=== Begin Enclosure ===
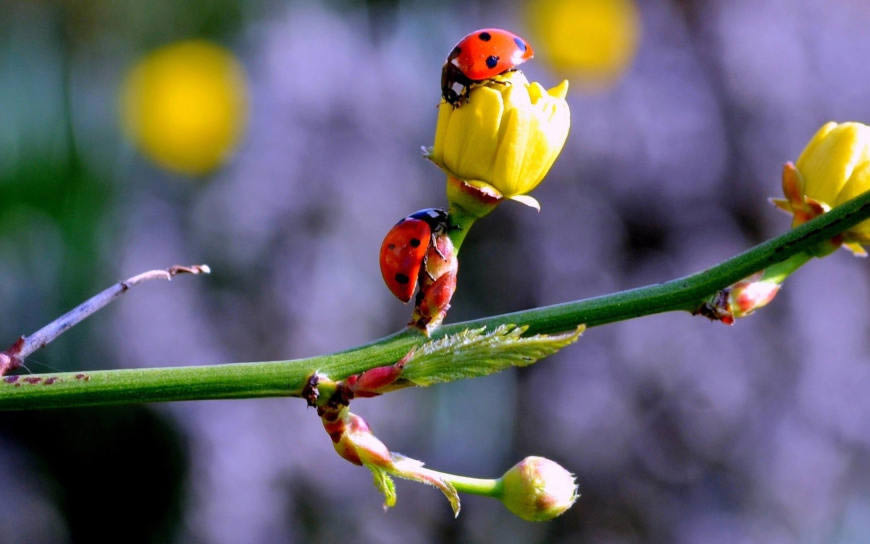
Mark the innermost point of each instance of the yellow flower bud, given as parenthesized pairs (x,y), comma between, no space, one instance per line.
(184,106)
(507,136)
(537,489)
(833,168)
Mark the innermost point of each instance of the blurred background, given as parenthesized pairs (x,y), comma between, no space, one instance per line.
(278,142)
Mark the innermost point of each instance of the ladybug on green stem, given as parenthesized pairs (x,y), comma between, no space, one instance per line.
(404,249)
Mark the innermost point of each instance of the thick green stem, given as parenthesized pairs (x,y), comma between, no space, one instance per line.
(475,486)
(780,271)
(288,378)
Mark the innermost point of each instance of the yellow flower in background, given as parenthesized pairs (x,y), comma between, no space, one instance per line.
(833,168)
(592,40)
(506,138)
(184,105)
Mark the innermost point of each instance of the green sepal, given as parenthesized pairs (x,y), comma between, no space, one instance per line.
(477,352)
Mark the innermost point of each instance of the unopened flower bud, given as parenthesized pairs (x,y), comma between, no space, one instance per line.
(833,168)
(507,136)
(537,489)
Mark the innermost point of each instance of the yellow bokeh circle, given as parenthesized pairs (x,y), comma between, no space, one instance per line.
(590,40)
(185,106)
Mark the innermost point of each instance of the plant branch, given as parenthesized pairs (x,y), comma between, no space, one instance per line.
(14,356)
(288,378)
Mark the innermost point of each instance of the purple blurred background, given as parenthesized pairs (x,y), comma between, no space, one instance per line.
(679,429)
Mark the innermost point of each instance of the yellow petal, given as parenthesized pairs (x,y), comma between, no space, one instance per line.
(828,161)
(511,151)
(482,124)
(858,184)
(529,201)
(536,91)
(560,91)
(444,111)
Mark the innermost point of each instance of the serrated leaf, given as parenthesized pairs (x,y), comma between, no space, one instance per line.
(412,469)
(475,352)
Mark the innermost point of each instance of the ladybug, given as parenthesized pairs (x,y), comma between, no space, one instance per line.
(479,57)
(404,249)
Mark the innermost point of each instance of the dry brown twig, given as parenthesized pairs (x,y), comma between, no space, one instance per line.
(14,356)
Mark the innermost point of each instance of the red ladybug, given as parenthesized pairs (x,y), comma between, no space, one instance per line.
(480,56)
(404,249)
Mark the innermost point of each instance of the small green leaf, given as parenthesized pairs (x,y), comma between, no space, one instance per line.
(385,485)
(412,469)
(475,352)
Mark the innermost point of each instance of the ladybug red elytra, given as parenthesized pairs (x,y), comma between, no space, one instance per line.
(404,249)
(478,57)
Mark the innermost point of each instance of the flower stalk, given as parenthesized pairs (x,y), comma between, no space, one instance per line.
(288,378)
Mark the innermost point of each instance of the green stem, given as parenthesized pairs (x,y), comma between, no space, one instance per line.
(485,487)
(288,378)
(780,271)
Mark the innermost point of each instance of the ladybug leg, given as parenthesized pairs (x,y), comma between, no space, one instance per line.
(434,242)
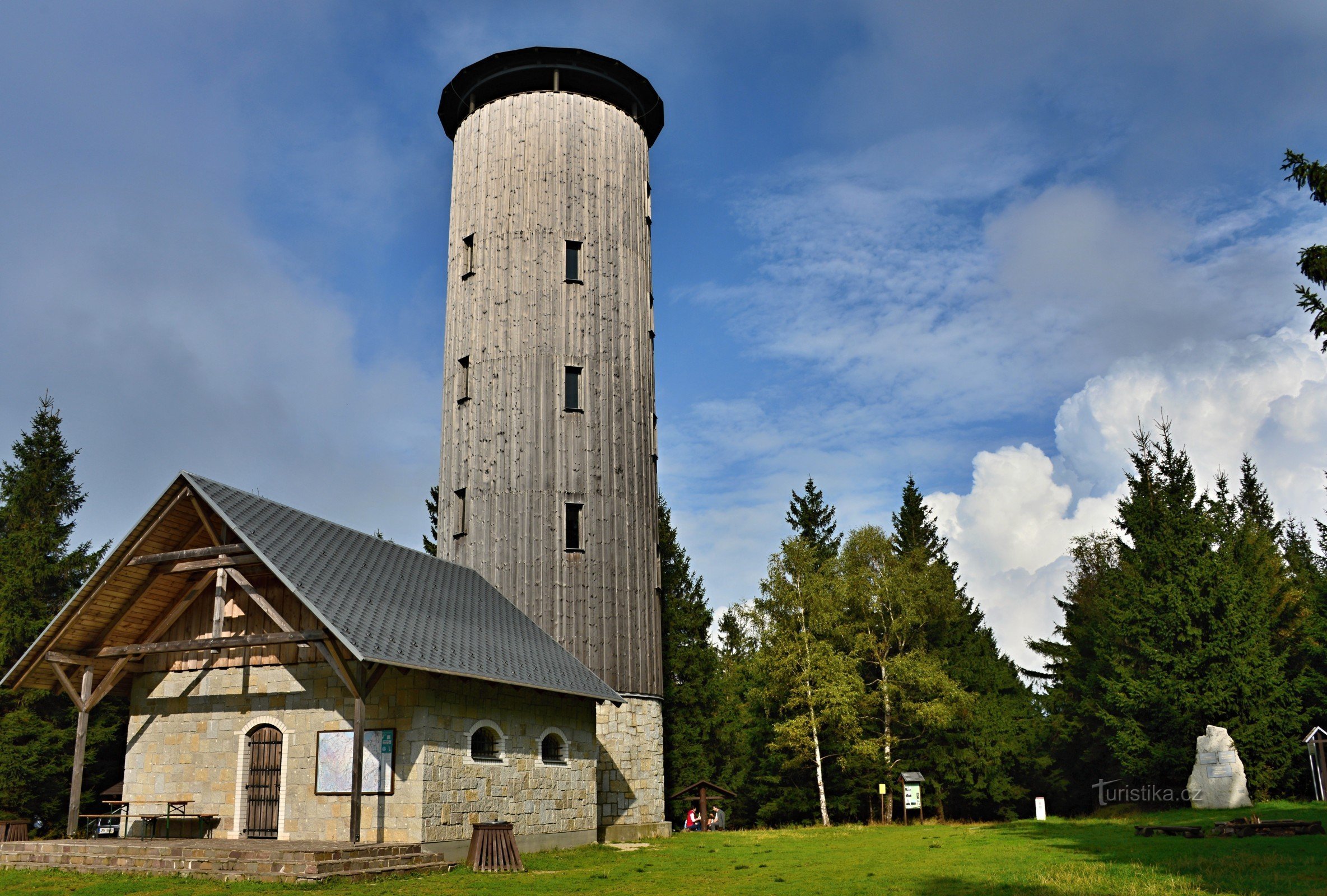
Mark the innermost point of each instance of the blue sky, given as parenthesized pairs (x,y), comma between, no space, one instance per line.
(970,242)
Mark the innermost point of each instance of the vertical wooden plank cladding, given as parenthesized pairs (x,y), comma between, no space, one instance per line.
(531,171)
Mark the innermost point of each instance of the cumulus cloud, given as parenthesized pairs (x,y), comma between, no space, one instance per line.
(1010,531)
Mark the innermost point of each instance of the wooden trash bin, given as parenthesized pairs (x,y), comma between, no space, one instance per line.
(493,847)
(13,832)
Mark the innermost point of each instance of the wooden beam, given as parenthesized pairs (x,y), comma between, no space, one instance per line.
(260,600)
(357,771)
(109,628)
(215,643)
(217,563)
(375,675)
(68,685)
(333,657)
(177,610)
(78,660)
(192,554)
(80,750)
(69,659)
(110,575)
(202,515)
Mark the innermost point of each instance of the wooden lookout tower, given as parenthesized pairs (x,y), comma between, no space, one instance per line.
(548,432)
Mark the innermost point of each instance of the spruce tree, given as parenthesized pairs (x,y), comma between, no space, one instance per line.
(430,545)
(984,761)
(1313,259)
(1172,627)
(691,667)
(39,500)
(813,521)
(39,572)
(1305,647)
(915,526)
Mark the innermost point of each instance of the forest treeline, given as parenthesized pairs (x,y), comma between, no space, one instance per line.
(864,656)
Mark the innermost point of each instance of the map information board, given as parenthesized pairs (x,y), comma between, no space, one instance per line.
(335,768)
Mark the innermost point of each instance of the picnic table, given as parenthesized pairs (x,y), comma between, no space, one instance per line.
(177,810)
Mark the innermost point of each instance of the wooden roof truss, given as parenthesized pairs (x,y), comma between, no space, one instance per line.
(116,623)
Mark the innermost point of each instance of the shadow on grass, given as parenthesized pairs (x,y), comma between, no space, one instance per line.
(1257,865)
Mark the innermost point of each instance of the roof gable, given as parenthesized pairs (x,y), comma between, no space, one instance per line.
(397,606)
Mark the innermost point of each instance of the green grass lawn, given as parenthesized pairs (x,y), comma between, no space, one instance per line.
(1090,857)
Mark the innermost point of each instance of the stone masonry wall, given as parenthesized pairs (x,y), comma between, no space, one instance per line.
(538,798)
(188,739)
(631,764)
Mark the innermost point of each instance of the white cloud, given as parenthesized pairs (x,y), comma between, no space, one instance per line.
(1010,531)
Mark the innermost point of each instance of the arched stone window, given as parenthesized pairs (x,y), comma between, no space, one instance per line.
(552,748)
(486,743)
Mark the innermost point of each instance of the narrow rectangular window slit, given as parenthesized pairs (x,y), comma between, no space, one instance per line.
(574,249)
(463,380)
(574,528)
(468,248)
(461,513)
(574,389)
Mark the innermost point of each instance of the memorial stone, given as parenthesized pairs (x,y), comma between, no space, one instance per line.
(1217,780)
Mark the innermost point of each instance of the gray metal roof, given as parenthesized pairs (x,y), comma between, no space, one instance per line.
(392,604)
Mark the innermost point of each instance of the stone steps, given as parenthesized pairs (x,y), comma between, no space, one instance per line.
(224,861)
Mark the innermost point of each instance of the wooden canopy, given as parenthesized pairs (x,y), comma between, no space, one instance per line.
(704,793)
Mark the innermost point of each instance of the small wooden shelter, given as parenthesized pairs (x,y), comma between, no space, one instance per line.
(704,793)
(1317,744)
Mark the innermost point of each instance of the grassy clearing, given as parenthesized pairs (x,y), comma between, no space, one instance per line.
(1098,857)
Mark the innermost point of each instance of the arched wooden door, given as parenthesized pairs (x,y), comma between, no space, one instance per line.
(264,782)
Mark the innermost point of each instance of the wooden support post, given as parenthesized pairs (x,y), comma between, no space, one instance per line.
(68,685)
(220,604)
(80,748)
(1322,766)
(357,771)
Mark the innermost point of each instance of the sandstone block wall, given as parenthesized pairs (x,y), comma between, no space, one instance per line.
(188,739)
(631,766)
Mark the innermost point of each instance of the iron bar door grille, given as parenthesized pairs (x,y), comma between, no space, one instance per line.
(264,783)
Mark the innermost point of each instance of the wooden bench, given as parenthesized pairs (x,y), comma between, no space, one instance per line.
(1272,827)
(94,822)
(1191,832)
(205,822)
(12,832)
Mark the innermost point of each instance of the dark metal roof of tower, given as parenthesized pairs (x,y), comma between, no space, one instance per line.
(533,68)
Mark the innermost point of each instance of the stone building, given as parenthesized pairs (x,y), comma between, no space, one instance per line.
(258,643)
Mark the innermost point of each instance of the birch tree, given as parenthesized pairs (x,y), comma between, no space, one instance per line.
(806,669)
(890,600)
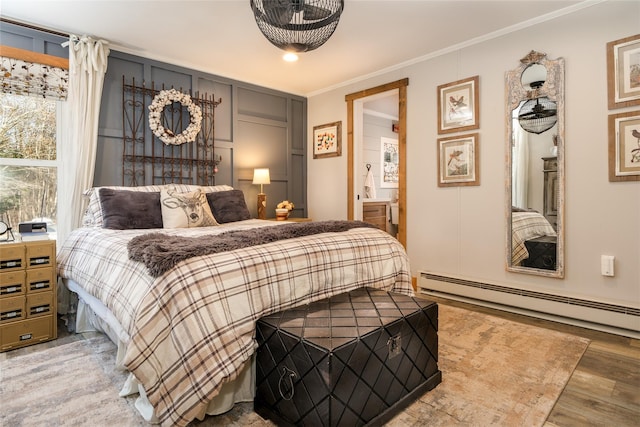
=== End Enclosure ===
AIM OF THE TASK: Pictures do not belong in the copy. Repeat exactly each line from the one with "stone building, given" through the end of the listing.

RESPONSE:
Mark the innermost point of each instance of the stone building, given as parenthesized pairs (x,y), comma between, no space, one instance per line.
(258,643)
Mark the innermost point of each instance of the birch tree, given as parenthesized pairs (x,y), comma between, no space, one instance per line.
(806,669)
(890,600)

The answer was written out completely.